------ Textauszug
Chromothripsis ist eine Form der Genominstabilität, bei der ein oder einige wenige Chromosomen in einem vermutlich einmaligen katastrophalen Ereignis geradezu „explodieren”. Die Chromothripsis tritt nach bisheriger Meinung zu Beginn der Tumorentwicklung auf und spielt eine wichtige Rolle bei der Krebsentstehung. Galt das Phänomen bislang als eher selten, so zeigten Wissenschaftler im Deutschen Krebsforschungszentrum nun, dass Chromothripsis bei nahezu der Hälfte aller Tumoren nachweisbar ist.

Das erst seit etwa zehn Jahren bekannte Schadensbild der „Chromothripsis“ unterscheidet sich von bisher bekannten Erbgutdefekten in Tumorzellen: Abschnitte eines oder einiger weniger Chromosomen sind an unzähligen Stellen zerbrochen und regelwidrig wieder zusammengebaut, so dass ganze Erbgutabschnitte fehlen, andere dagegen vervielfältigt oder in falscher Orientierung eingebaut sind.
------------
**Zu erledigende Aufgaben:**
• 1. Zähle auf, wie Erbgutabschnitte laut dem Textauszug über Chromothripsis nach dem regelwidrigen Zusammenbau verändert sein können.
• 2. Bei welchem Anteil aller Tumoren ist Chromothripsis laut dem Textauszug nachweisbar?
• 3. Setze den Text über Chromothripsis nach seinem letzten Satz fort.
Die Zeilen stammen aus einer anderen Quelle als der Textauszug.
------ Extrahierte Daten
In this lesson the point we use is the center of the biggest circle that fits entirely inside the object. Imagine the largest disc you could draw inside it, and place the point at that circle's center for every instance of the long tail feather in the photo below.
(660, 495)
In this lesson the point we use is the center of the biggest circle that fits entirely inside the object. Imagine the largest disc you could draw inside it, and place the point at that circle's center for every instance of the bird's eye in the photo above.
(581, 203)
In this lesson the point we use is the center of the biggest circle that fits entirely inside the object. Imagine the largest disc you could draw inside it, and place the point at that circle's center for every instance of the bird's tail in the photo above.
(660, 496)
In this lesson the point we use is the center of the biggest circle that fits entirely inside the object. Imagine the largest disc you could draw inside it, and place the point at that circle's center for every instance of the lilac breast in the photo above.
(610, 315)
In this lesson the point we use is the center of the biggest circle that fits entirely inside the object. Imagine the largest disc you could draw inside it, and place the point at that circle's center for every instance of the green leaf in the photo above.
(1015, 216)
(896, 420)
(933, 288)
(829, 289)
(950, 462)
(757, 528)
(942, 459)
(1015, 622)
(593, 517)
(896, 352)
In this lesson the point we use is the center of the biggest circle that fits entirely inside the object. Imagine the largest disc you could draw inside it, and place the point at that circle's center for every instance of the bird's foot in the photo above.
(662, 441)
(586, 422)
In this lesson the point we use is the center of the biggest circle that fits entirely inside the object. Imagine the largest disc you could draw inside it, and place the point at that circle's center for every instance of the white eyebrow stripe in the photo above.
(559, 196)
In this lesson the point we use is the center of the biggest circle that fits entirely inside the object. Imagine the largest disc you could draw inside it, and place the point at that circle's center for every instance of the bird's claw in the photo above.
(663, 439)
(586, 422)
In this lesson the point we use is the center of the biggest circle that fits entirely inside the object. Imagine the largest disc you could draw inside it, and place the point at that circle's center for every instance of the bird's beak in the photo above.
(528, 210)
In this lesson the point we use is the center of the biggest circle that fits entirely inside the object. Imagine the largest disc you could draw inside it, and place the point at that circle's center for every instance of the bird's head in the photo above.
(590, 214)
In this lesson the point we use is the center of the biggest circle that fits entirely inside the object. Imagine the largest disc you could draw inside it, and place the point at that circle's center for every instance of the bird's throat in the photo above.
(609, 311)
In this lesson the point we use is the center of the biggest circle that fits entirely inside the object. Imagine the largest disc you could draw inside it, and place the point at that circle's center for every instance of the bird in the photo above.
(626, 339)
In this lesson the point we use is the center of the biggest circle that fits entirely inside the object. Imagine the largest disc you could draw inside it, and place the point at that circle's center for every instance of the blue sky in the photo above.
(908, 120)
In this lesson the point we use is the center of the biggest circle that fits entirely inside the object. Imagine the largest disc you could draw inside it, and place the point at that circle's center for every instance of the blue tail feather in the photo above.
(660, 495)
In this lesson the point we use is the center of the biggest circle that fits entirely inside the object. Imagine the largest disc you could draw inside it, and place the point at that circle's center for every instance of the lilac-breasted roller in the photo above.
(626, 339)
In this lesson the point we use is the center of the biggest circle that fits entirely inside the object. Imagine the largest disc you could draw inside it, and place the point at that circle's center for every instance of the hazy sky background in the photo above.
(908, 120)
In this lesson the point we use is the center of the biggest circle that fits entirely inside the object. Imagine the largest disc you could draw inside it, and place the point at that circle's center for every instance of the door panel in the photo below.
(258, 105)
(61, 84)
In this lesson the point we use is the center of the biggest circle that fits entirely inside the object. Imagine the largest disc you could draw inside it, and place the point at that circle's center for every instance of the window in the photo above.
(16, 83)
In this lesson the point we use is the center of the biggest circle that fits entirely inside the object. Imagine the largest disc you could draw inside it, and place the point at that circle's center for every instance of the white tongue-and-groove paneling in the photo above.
------------
**Lösungen:**
• 1.
- Sie fehlen.
- Sie sind vervielfältigt.
- Sie sind in falscher Orientierung eingebaut.

• 2. Bei nahezu der Hälfte aller Tumoren.

• 3.
Bislang wurde angenommen, dass dieses Erbgut-Desaster nur bei zwei bis drei Prozent der Krebsfälle auftritt. Doch Wissenschaftler um Aurélie Ernst am Deutschen Krebsforschungszentrum (DKFZ) zeigen nun in einer aktuellen Arbeit mithilfe hochempfindlicher Analysemethoden, dass die Häufigkeit der Chromothripsis bislang erheblich unterschätzt wurde. In Zusammenarbeit mit dem NCT/DKTK MASTER-Programm untersuchten die DKFZ-Forscher 634 Tumorproben von 28 Krebsarten, die alle wichtigen Krebserkrankungen bei Erwachsenen abdecken. Dabei fanden sie die Spuren der Chromosomen-Explosion bei 49 Prozent aller untersuchten Patienten.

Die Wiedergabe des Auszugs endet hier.